DATA PROVIDED: Begin
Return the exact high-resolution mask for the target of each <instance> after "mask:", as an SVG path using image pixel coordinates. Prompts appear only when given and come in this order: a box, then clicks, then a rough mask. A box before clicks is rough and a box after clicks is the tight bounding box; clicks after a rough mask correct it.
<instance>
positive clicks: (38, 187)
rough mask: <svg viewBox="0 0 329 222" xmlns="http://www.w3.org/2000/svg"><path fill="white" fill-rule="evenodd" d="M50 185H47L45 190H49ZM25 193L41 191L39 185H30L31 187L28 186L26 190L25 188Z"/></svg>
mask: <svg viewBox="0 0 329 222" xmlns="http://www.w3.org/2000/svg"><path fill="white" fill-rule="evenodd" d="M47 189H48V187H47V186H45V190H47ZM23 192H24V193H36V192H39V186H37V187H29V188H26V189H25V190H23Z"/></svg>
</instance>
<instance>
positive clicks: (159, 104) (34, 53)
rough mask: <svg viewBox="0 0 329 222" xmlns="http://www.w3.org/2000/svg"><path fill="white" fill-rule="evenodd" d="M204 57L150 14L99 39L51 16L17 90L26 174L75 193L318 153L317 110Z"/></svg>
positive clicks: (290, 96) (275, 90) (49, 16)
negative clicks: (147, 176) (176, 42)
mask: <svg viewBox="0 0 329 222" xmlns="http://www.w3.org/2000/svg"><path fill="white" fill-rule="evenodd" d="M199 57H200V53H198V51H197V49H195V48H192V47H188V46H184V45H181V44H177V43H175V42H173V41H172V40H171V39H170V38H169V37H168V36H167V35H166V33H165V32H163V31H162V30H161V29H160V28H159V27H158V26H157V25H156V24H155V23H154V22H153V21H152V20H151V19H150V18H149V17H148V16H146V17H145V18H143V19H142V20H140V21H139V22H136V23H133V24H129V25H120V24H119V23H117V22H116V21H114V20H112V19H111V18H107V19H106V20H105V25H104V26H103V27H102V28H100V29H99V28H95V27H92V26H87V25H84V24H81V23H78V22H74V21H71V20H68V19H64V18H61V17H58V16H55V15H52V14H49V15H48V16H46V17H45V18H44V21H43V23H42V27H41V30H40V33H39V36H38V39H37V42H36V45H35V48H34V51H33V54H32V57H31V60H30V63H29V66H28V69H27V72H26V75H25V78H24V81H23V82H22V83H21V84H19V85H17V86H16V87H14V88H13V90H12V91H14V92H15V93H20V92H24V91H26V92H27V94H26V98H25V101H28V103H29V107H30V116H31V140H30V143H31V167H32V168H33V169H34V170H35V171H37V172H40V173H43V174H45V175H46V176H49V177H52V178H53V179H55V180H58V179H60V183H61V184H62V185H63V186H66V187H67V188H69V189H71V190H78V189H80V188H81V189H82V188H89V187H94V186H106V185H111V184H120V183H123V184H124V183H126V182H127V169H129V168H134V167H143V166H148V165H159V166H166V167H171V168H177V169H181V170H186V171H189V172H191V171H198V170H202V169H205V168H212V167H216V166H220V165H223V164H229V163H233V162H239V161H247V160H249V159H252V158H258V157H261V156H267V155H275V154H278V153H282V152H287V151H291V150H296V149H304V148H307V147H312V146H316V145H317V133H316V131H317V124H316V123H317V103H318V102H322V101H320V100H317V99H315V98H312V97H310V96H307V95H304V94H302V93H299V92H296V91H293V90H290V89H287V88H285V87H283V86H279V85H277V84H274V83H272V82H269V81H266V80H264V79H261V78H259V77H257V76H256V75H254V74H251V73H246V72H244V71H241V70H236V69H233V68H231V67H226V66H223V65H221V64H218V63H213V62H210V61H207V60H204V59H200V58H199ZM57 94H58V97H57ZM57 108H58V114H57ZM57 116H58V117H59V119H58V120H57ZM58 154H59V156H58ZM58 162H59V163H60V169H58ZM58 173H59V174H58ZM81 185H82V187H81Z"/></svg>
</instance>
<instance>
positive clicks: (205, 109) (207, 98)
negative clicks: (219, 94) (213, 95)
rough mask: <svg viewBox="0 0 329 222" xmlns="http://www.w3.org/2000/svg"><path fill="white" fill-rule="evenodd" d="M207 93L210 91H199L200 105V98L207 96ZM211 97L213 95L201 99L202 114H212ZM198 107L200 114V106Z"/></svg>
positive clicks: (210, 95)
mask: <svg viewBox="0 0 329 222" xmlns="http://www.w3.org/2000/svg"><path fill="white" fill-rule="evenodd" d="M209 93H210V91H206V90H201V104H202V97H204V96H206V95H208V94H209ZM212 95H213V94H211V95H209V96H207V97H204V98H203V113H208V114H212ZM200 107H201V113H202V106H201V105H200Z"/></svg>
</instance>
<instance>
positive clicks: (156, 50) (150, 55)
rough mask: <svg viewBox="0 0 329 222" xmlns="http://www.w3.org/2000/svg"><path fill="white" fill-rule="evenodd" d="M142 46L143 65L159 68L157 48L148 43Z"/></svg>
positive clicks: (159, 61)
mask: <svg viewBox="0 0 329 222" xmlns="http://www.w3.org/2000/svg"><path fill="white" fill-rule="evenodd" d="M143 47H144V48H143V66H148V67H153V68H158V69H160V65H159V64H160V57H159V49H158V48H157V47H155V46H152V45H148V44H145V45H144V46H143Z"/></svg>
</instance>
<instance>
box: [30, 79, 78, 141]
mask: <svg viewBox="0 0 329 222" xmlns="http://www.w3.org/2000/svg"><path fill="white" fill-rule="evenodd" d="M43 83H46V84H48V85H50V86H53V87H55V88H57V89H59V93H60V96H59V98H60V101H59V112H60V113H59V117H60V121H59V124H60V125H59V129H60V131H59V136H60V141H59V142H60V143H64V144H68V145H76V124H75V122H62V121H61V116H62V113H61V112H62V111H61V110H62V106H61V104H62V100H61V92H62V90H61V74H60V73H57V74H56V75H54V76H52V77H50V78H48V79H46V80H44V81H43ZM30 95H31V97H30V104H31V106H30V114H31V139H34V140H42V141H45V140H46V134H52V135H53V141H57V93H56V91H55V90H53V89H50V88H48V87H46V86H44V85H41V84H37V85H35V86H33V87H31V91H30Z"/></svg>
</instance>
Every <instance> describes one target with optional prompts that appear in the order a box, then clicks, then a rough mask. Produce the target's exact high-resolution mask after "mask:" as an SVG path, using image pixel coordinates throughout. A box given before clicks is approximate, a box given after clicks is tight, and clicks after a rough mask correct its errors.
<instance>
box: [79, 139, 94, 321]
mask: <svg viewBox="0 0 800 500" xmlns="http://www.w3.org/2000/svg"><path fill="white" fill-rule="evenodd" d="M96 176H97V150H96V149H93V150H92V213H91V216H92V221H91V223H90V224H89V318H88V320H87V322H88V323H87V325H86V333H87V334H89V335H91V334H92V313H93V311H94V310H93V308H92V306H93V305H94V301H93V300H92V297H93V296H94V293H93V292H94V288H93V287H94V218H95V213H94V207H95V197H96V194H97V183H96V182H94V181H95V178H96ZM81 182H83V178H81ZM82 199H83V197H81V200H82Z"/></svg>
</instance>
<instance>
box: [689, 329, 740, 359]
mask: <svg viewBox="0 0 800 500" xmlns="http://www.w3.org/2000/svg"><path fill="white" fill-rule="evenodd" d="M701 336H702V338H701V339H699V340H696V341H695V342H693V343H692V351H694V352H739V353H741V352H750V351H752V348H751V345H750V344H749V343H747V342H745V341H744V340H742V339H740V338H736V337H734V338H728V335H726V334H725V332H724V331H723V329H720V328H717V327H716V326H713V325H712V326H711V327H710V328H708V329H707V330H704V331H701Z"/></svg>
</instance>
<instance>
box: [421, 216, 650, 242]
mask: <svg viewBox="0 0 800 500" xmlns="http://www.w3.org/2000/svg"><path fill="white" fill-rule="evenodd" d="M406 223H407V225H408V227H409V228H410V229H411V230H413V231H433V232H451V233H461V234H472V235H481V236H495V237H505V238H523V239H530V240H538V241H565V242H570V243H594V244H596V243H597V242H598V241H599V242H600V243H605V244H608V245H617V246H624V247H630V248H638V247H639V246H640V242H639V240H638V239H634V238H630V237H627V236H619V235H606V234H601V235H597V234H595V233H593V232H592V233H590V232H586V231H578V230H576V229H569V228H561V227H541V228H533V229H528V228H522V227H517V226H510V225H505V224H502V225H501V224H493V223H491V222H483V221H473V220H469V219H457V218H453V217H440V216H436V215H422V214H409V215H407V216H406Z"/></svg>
DATA PROVIDED: End
» **PROBLEM DESCRIPTION**: Transcribe the records above exactly, from the opening line down to and including the line with "positive clicks: (159, 104) (34, 53)".

» **ANSWER BOX**:
Return the exact high-resolution mask for the target of each <instance> after "mask:", as an SVG path using image pixel coordinates. Prompts appear only when given and come in this order: a box, then clicks, then a rough mask. A box before clicks is rough and a box after clicks is the tight bounding box; clicks after a rough mask correct it.
<instance>
positive clicks: (38, 187)
rough mask: <svg viewBox="0 0 329 222" xmlns="http://www.w3.org/2000/svg"><path fill="white" fill-rule="evenodd" d="M50 185H47L45 190H49ZM25 193L41 191L39 185H30L31 187L28 186L26 190L25 188Z"/></svg>
mask: <svg viewBox="0 0 329 222" xmlns="http://www.w3.org/2000/svg"><path fill="white" fill-rule="evenodd" d="M47 189H48V187H47V186H45V190H47ZM23 192H24V193H36V192H39V186H37V187H29V188H26V189H25V190H23Z"/></svg>
</instance>
<instance>
positive clicks: (159, 104) (34, 53)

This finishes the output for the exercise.